▶ [TEXTO]:
- - - - - - -
En otro momento ya explicamos el proceso por el que los bancos crean dinero o, mejor dicho, medios de pago. Básicamente, los bancos tienen la capacidad de emitir pasivos o promesas de pago en oro o en papel moneda que, por su credibilidad y conveniencia, son utilizados como medios generalizados de pago en toda la economía. Por ejemplo, si yo poseo un cargamento de trigo valorado en 100 monedas de oro, el banco puede adelantarme el cobro de su venta entregándome una promesa de pago consistente en 99 billetes (convertibles en 99 monedas de oro) o en un depósito a la vista por importe de 99 monedas de oro.
Si el negocio bancario está diligentemente realizado, su actividad no sólo no genera distorsión alguna, sino que resulta muy beneficiosa para una sociedad cuyas operaciones mercantiles no están uniformemente distribuidas en el tiempo (lo que implica que en algunos momentos habrá mucha necesidad de dinero para efectuar pagos y en otras será necesario mucho menos). Además, la creación de medios de pago revertirá rápidamente: siguiendo con el caso anterior, si en un mes vendo el cargamento de trigo y le pago 100 monedas de oro al banco, las promesas de pago que creó pasarán a estar garantizadas por oro.
- - - - - - -
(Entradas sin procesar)
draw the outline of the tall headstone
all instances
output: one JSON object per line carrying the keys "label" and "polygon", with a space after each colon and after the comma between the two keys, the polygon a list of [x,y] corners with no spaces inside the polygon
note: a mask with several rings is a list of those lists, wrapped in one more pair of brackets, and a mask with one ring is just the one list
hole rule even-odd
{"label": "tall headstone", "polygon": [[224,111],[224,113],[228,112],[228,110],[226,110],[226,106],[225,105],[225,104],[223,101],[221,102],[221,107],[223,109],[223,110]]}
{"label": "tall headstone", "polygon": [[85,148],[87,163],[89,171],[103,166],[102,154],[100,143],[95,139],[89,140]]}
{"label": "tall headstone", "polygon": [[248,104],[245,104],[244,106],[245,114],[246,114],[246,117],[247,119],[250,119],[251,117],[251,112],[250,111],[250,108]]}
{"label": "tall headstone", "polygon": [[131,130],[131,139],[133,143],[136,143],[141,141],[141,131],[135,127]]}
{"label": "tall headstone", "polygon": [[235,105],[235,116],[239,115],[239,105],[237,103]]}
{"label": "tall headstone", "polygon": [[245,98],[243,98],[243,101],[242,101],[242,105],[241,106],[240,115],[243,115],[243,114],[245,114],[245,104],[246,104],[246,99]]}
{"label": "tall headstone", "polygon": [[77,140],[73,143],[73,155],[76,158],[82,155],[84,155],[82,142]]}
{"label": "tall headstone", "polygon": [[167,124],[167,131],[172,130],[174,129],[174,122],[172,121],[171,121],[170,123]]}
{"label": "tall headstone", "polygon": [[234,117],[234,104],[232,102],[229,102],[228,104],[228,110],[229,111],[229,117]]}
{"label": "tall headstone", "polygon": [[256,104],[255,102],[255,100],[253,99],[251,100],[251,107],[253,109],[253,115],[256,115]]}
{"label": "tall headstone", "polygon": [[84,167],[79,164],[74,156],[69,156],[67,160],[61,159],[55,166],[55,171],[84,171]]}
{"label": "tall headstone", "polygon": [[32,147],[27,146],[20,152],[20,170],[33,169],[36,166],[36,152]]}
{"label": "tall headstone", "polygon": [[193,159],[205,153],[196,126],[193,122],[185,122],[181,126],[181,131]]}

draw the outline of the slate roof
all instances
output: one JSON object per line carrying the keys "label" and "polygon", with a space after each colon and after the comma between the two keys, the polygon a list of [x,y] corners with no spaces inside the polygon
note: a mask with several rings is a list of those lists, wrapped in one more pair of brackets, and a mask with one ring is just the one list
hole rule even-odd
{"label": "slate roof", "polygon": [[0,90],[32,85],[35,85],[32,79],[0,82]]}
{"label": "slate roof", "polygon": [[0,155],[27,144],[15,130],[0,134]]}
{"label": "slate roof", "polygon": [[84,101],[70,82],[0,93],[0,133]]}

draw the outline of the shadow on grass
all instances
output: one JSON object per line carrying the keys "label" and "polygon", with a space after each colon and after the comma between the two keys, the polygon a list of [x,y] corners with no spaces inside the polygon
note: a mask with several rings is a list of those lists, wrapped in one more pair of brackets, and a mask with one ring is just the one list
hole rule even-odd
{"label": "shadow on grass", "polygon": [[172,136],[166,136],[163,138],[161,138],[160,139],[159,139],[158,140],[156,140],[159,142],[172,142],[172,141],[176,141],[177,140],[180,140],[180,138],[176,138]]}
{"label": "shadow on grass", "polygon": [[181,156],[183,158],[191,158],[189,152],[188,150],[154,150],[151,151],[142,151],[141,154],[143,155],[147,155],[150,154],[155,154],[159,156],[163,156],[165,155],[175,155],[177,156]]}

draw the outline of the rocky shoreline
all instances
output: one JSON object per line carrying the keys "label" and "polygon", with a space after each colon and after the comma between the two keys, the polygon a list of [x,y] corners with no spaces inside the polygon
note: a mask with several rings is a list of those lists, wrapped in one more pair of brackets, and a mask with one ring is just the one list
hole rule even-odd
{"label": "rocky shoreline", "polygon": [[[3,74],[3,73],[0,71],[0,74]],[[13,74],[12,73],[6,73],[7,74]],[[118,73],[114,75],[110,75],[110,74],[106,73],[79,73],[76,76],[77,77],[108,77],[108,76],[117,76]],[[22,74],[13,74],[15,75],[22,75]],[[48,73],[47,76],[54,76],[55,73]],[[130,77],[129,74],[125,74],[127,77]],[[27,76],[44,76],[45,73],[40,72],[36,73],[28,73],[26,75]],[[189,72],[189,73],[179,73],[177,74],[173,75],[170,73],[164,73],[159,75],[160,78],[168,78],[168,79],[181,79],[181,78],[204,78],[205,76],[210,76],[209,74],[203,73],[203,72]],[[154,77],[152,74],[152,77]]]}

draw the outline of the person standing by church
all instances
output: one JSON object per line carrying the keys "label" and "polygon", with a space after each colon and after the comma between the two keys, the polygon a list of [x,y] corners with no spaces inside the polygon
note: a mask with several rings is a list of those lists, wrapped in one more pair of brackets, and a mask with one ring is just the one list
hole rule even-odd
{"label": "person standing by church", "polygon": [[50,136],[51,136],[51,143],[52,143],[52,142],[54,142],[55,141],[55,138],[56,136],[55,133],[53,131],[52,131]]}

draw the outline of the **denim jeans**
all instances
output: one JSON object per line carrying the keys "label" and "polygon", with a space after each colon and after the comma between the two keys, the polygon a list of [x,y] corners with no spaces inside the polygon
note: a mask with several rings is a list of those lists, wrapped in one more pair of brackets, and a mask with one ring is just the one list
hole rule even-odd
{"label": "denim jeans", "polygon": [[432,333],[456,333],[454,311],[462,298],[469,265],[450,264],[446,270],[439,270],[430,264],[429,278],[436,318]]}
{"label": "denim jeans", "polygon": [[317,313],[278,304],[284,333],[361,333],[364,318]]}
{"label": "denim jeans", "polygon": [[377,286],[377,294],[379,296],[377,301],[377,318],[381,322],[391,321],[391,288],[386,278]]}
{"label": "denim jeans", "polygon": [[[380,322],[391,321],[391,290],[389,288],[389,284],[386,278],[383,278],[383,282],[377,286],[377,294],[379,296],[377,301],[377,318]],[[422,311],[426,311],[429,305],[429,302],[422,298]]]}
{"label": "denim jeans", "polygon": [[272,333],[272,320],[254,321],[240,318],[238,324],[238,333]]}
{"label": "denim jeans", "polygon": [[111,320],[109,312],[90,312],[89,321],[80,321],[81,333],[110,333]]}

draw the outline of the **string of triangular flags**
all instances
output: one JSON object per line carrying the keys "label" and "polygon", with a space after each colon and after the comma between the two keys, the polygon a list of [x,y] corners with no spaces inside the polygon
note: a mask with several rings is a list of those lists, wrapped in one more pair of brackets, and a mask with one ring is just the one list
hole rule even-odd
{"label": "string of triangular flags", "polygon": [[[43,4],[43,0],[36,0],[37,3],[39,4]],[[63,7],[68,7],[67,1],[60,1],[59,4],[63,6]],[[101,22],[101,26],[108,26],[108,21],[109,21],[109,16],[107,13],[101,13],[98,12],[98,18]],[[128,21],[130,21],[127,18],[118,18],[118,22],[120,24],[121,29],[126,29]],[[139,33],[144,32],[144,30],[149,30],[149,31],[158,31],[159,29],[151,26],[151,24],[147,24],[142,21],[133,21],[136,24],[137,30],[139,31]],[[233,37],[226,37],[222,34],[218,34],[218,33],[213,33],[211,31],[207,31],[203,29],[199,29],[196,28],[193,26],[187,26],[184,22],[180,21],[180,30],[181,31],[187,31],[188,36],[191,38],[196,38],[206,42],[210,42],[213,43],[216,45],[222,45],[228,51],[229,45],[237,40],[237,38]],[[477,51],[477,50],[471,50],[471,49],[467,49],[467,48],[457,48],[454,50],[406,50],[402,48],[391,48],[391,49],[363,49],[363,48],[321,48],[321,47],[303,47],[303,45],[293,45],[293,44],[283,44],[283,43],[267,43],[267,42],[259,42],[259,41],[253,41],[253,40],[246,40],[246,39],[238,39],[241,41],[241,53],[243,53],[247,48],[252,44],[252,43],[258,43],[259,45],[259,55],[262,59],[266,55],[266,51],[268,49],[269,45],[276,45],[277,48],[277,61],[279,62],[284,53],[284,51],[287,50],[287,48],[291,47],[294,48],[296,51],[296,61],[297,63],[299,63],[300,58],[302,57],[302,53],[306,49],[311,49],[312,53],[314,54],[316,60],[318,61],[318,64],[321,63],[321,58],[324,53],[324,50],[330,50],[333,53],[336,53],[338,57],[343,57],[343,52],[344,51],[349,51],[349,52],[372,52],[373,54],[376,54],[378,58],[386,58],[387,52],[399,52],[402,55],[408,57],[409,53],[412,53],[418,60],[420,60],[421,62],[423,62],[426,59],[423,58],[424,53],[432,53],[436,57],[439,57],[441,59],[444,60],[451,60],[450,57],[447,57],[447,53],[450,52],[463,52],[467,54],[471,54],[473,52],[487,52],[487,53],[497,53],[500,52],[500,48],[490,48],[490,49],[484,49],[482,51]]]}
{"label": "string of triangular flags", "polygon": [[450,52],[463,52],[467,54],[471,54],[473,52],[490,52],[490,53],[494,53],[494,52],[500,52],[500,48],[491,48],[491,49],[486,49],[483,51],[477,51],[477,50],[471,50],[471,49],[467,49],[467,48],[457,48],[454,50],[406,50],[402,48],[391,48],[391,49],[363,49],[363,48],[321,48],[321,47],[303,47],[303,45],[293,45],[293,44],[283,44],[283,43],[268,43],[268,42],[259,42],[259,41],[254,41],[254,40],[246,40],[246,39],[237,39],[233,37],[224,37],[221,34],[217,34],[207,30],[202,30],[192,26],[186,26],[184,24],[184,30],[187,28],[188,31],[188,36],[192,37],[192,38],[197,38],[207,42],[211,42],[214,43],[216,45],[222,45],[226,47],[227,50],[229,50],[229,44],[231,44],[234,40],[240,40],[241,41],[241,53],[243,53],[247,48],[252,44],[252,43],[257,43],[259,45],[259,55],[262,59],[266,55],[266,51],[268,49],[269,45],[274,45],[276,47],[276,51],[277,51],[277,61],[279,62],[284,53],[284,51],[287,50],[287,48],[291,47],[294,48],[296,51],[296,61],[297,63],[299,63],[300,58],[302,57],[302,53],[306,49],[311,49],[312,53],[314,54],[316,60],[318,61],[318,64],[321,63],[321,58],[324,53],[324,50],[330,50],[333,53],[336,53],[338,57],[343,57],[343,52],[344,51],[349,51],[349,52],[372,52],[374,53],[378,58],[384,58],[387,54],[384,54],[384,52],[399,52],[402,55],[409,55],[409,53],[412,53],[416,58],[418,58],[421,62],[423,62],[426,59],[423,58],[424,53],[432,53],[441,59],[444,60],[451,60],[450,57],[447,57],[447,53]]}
- - - - - - -
▶ [POR HACER]:
• A. Enumera todas las expresiones del texto sobre la creación de dinero bancario que indican una cantidad de monedas de oro (una cifra seguida de «monedas de oro»), en el orden en que aparecen.
• B. Indica si cada afirmación concuerda con el texto sobre la creación de dinero bancario. Responde sí o no y cita las palabras exactas del texto que lo deciden.
(i) Los bancos pueden emitir promesas de pago en oro o en papel moneda.
(ii) En el ejemplo, el banco adelanta 100 billetes por el cargamento de trigo.
(iii) Según el texto, el negocio bancario realizado con diligencia genera distorsiones.
• C. Reproduce, por favor, el fragmento del texto sobre la creación de dinero bancario que va desde "En otro momento" hasta "monedas de oro.".

▶ [RESPUESTAS POR TAREA]:
• A.
1. «100 monedas de oro»: el valor del cargamento de trigo.
2. «99 monedas de oro»: aquello en lo que son convertibles los 99 billetes.
3. «99 monedas de oro»: el importe del depósito a la vista.
4. «100 monedas de oro»: lo que se le paga al banco tras vender el trigo.

• B.
(i) Sí: «los bancos tienen la capacidad de emitir pasivos o promesas de pago en oro o en papel moneda».
(ii) No: «una promesa de pago consistente en 99 billetes».
(iii) No: «Si el negocio bancario está diligentemente realizado, su actividad no sólo no genera distorsión alguna».

• C.
En otro momento ya explicamos el proceso por el que los bancos crean dinero o, mejor dicho, medios de pago. Básicamente, los bancos tienen la capacidad de emitir pasivos o promesas de pago en oro o en papel moneda que, por su credibilidad y conveniencia, son utilizados como medios generalizados de pago en toda la economía. Por ejemplo, si yo poseo un cargamento de trigo valorado en 100 monedas de oro, el banco puede adelantarme el cobro de su venta entregándome una promesa de pago consistente en 99 billetes (convertibles en 99 monedas de oro) o en un depósito a la vista por importe de 99 monedas de oro.